## [SOURCE PASSAGE]

= = = = = = =

As per claim 19, Reid, Gschwind, Eichenberger (2012), and Hui teach/suggest all the claimed features of claim 18 above, where Reid, Gschwind, Eichenberger (2012), and Hui further teach/suggest the apparatus further comprising: second means for storing data, and wherein the means for performing a vector operation is configured to use the replicated sub-vector values and sub-vector values in the second means for storing data (Reid, col. 9, l. 53 to col. 10, l. 26; Gschwind, col. 13, l. 48 to col. 14, l. 13; Eichenberger (2012), Fig. 7; Fig. 16; [0098]-[0099]; [0159]-[0161]; and Hui, col. 8, ll. 13-63; col. 11, ll. 5-9)

As per claim 20, Reid, Gschwind, Eichenberger (2012), and Hui teach/suggest all the claimed features of claim 18 above, where Reid, Gschwind, Eichenberger (2012), and Hui further teach/suggest the apparatus comprising: wherein the means for replicating is further configured to replicate a second sub-vector value from the means for storing data in parallel with replicating the selected sub-vector value (Reid, col. 9, l. 53 to col. 10, l. 26; Gschwind, col. 13, l. 48 to col. 14, l. 13; and Eichenberger (2012), Fig. 16; Fig. 27; [0098]-[0099]; [0159]-[0161]; [0195]-[0197]; and Hui, col. 8, ll. 13-63; col. 11, ll. 5-9).

As per claim 21, claim 21 is rejected in accordance to the same rational and reasoning as the above rejection of claims 1, 3 and 18.

As per claim 22, Reid, Gschwind, Eichenberger (2012), and Hui teach/suggest all the claimed features of claim 21 above, where Reid, Gschwind, Eichenberger (2012), and Hui further teach/suggest the non-transitory computer-readable medium, wherein the operations further comprise: performing a vector operation using the replicated sub-vector values and using sub-vector values in a second vector register; and storing results of the vector operation into a third vector register (Reid, col. 9, l. 53 to col. 10, l. 26; Gschwind, col. 13, l. 48 to col. 14, l. 13; Eichenberger (2012), Fig. 16; Fig. 27; [0098]-[0099]; [0159]-[0161]; [0195]-[0197]; and Hui, col. 8, ll. 13-63; col. 11, ll. 5-9).

As per claim 23, Reid, Gschwind, Eichenberger (2012), and Hui teach/suggest all the claimed features of claim 21 above, where Reid, Gschwind, Eichenberger (2012), and Hui further teach/suggest the non-transitory computer-readable medium comprising wherein a position of the selected sub-vector value in the vector register is indicated by a loop parameter of a convolutional filter operation (Reid, col. 9, l. 53 to col. 10, l. 26; Gschwind, col. 13, l. 48 to col. 14, l. 13; Eichenberger (2012), Fig. 16; Fig. 27; [0098]-[0099]; [0159]-[0161]; [0195]-[201]; and Hui, col. 8, ll. 13-63; col. 11, ll. 5-9), functionally equate to the proper indication/selection of the corresponding sub-vector value in the vector register for vector operation.

= = = = = = =

## [SET EXERCISE A]
Output the passage from the claim rejections word for word, from "As per claim 20, Reid, Gschwind, Eichenberger" up to and including "1, 3 and 18.".

= = = = = = =

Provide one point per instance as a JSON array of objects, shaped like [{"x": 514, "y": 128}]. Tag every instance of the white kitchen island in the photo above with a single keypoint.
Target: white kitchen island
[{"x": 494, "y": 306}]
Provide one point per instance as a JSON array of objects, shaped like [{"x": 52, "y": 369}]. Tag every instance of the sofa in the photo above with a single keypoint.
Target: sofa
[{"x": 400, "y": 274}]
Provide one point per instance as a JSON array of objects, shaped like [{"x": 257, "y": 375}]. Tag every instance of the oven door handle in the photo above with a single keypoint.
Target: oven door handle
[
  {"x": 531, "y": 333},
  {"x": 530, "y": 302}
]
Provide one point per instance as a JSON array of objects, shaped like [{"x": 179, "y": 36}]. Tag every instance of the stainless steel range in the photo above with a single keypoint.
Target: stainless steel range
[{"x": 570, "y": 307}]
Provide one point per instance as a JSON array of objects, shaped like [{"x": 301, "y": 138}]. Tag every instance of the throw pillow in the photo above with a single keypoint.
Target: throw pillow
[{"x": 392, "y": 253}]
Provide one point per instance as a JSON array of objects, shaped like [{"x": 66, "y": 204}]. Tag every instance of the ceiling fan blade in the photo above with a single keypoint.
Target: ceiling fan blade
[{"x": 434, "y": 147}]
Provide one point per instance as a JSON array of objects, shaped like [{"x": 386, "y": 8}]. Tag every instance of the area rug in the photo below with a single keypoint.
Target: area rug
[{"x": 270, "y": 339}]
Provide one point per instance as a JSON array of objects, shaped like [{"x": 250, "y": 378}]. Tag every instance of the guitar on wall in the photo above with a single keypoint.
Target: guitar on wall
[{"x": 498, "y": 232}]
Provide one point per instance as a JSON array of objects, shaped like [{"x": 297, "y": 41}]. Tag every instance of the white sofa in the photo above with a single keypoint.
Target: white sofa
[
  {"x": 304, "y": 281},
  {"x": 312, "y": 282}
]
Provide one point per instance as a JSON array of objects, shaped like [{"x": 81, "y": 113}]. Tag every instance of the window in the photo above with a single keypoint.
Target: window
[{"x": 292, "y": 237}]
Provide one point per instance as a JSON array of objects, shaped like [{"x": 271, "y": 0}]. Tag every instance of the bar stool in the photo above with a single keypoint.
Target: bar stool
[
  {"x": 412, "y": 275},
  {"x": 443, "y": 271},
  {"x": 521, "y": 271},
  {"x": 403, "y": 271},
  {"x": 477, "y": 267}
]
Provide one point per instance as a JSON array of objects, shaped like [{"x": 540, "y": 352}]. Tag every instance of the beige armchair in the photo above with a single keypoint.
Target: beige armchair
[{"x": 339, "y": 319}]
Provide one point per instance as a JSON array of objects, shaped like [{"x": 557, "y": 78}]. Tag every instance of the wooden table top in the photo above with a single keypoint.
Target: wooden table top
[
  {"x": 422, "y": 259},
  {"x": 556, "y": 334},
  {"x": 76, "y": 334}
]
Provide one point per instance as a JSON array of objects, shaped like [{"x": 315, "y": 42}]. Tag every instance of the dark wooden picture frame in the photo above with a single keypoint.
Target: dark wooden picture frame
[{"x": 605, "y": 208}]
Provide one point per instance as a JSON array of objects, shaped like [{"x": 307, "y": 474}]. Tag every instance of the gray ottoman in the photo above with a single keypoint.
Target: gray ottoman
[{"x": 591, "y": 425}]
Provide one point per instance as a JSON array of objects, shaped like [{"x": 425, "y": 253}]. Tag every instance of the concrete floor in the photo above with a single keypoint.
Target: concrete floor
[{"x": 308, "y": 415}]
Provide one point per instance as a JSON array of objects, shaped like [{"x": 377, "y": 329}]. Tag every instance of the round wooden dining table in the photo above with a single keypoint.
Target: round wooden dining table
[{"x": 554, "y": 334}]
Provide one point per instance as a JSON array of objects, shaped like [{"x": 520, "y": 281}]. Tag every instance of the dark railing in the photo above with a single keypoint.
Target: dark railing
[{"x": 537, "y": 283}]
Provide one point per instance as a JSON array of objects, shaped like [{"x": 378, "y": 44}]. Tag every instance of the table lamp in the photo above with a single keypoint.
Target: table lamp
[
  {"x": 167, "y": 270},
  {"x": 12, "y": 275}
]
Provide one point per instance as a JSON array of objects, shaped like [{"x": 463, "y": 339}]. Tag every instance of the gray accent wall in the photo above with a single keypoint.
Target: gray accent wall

= = = = = = =

## [SET EXERCISE B]
From the listing, return unchanged every line from the line with "the dark railing" up to and including the last line of the listing.

## [EXERCISE OUTPUT A]
As per claim 20, Reid, Gschwind, Eichenberger (2012), and Hui teach/suggest all the claimed features of claim 18 above, where Reid, Gschwind, Eichenberger (2012), and Hui further teach/suggest the apparatus comprising: wherein the means for replicating is further configured to replicate a second sub-vector value from the means for storing data in parallel with replicating the selected sub-vector value (Reid, col. 9, l. 53 to col. 10, l. 26; Gschwind, col. 13, l. 48 to col. 14, l. 13; and Eichenberger (2012), Fig. 16; Fig. 27; [0098]-[0099]; [0159]-[0161]; [0195]-[0197]; and Hui, col. 8, ll. 13-63; col. 11, ll. 5-9).

As per claim 21, claim 21 is rejected in accordance to the same rational and reasoning as the above rejection of claims 1, 3 and 18.

## [EXERCISE OUTPUT B]
Provide one point per instance as a JSON array of objects, shaped like [{"x": 520, "y": 281}]. Tag every instance of the dark railing in the photo above with a single keypoint.
Target: dark railing
[{"x": 537, "y": 283}]
Provide one point per instance as a JSON array of objects, shaped like [{"x": 378, "y": 44}]. Tag every instance of the table lamp in the photo above with a single keypoint.
Target: table lamp
[
  {"x": 167, "y": 270},
  {"x": 12, "y": 275}
]
Provide one point per instance as a JSON array of objects, shaped like [{"x": 463, "y": 339}]. Tag every instance of the gray accent wall in the photo above with a single keypoint.
Target: gray accent wall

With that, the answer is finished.